◆ Fragmento del documento
- - - - -

Contexto de descubrimiento y contexto de justificación: explicar y justificar

En la filosofía de la ciencia se suele distinguir entre el contexto de descubrimiento y el contexto de justificación de las teorías científicas. Así, por un lado está la actividad consistente en descubrir o enunciar una teoría que, según opinión generalizada, no es susceptible de un análisis de tipo lógico; lo único que cabe aquí es mostrar cómo se genera y desarrolla el conocimiento científico, lo que constituye una tarea que compete al sociólogo y al historiador de la ciencia.

Pero, por otro lado, está el procedimiento consistente en justificar o validar la teoría, esto es, en confrontarla con los hechos a fin de mostrar su validez; esta última tarea requiere un análisis de tipo lógico (aunque no sólo lógico) y se rige por las reglas del método científico (que, por tanto, no se aplican en el contexto de descubrimiento).

- - - - -

◆ Material proporcionado
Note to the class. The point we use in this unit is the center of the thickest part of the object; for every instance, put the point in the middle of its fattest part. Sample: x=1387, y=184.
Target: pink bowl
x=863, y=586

- - - - -

◆ Instrucciones
1. Indica si cada enunciado concuerda con el texto sobre los contextos de descubrimiento y justificación, respondiendo sí o no y citando literalmente las palabras del texto que lo deciden: (a) según la opinión generalizada, el descubrimiento de una teoría no admite un análisis lógico; (b) las reglas del método científico rigen también en el contexto de descubrimiento; (c) justificar una teoría exige únicamente un análisis lógico.
2. Reanuda el texto sobre los contextos de descubrimiento y justificación a partir de su última oración.

◆ Respuestas
1.
(a) Sí: "no es susceptible de un análisis de tipo lógico".
(b) No: "(que, por tanto, no se aplican en el contexto de descubrimiento)".
(c) No: "requiere un análisis de tipo lógico (aunque no sólo lógico)".

2.
La distinción se puede trasladar también al campo de la argumentación en general, y al de la argumentación jurídica en particular. Así, una cosa es el procedimiento mediante el cual se llega a establecer una premisa o conclusión, y otra cosa el procedimiento que consiste en justificar dicha premisa o conclusión. Si pensamos en el argumento que concluye afirmando: “A los presos del Grapo se les debe alimentar por la fuerza”, podemos trazar la distinción entre los móviles psicológicos, el contexto social, las circunstancias ideológicas, etc., que movieron a un determinado juez a dictar esa resolución y las razones que el órgano en cuestión ha dado para mostrar que su decisión es correcta o aceptable (que está justificada). Decir que el juez tomó esa decisión debido a sus firmes creencias religiosas significa enunciar una razón explicativa; decir que la decisión del juez se basó en determinada interpretación del artículo 15 de la Constitución significa enunciar una razón justificatoria. Los órganos jurisdiccionales o administrativos no tienen, por lo general, que explicar sus decisiones, sino justificarlas.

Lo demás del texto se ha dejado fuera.